### What the exercise asks
Type the records out again in full, exactly.

═══

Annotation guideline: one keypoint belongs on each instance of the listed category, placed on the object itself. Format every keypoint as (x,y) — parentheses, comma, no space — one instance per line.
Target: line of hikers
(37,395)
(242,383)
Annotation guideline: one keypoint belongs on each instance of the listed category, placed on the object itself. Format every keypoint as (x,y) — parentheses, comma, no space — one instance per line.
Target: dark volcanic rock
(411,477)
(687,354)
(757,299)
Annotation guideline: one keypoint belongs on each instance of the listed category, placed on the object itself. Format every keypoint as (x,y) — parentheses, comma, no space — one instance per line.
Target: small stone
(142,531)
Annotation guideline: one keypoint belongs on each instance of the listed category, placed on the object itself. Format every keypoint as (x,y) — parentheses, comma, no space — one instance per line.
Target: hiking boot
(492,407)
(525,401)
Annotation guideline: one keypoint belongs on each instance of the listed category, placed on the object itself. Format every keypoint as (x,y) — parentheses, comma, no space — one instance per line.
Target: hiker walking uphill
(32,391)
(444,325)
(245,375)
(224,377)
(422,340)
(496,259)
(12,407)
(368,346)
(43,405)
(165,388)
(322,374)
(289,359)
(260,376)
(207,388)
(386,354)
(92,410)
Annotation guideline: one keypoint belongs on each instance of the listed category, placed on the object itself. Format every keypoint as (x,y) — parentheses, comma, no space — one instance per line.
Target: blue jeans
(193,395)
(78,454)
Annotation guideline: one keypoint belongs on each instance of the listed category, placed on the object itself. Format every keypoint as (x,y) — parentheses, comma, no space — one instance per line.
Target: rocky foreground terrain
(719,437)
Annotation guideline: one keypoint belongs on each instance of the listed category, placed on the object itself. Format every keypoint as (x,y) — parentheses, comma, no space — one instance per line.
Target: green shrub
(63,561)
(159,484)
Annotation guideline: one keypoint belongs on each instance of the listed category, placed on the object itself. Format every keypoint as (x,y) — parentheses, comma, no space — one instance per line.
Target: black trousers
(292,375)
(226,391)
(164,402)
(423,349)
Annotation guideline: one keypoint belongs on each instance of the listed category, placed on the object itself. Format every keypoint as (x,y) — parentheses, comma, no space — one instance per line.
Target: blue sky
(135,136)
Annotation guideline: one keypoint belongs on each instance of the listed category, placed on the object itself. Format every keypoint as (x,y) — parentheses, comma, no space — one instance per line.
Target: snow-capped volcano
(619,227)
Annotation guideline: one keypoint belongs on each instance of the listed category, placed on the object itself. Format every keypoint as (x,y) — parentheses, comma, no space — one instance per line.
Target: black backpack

═══

### Response to this exercise
Annotation guideline: one keypoint belongs on each instance of the listed category, placed on the object itself. Format every keypoint as (x,y) — parentheses, comma, no space — one instance per line.
Target: line of hikers
(37,395)
(242,383)
Annotation guideline: one keypoint belongs on each instance of the listed category, placed on the object itself. Format every keypoint as (x,y) — parentheses, comma, no space — one instance per line.
Target: dark volcanic rock
(411,477)
(687,354)
(757,299)
Annotation guideline: one keypoint belongs on each instance of the listed category, placed on the object itself. Format every keypoint as (x,y) — parentheses, comma, no space — one instance per line.
Target: small stone
(142,531)
Annotation guideline: one keypoint belongs on each instance of the listed category, placed on the object itself. Format every keypoint as (x,y) — parentheses, comma, no space — one instance per line.
Target: hiking boot
(492,407)
(525,401)
Annotation guideline: one keypoint belongs on each instance of the listed category, placed on the object itself. Format every keypoint as (x,y) — parentheses, comma, no space — one instance per line.
Target: hiker walking uphill
(32,391)
(444,325)
(245,375)
(224,377)
(422,340)
(496,259)
(12,407)
(368,346)
(43,405)
(165,388)
(322,374)
(289,359)
(260,376)
(207,388)
(386,354)
(92,410)
Annotation guideline: one keypoint belongs on each instance of the listed category, placed on the object itself. Format every keypoint as (x,y) — parentheses, comma, no space — one instance per line.
Target: blue jeans
(193,395)
(78,454)
Annotation guideline: one keypoint belongs on each instance of the listed category, placed on the object itself. Format every keypoint as (x,y) — parentheses, comma, no space — one instance per line.
Target: rocky foreground terrain
(719,437)
Annotation guideline: one keypoint belongs on each instance of the listed category, placed on the object itself. Format every keypoint as (x,y) — parentheses, comma, no space — one instance per line.
Target: green shrub
(63,561)
(159,484)
Annotation guideline: one keypoint belongs on each instance of the listed category, placed on the object itself. Format every keypoint as (x,y) — parentheses, comma, no space — one instance per line.
Target: black trousers
(292,375)
(226,391)
(164,402)
(423,349)
Annotation guideline: one keypoint belongs on each instance of the listed category, placed on the object itself. Format every keypoint as (x,y) — parentheses, comma, no space — one instance per line.
Target: blue sky
(135,136)
Annotation guideline: one keypoint belongs on each instance of the listed category, placed on the object itself. Format every keypoint as (x,y) — parentheses, comma, no space — one instance per line.
Target: snow-capped volcano
(619,227)
Annotation guideline: one keypoint belongs on each instance of the listed category, placed on the object itself. Format every keypoint as (x,y) — parentheses, comma, no space — one instance per line.
Target: black backpack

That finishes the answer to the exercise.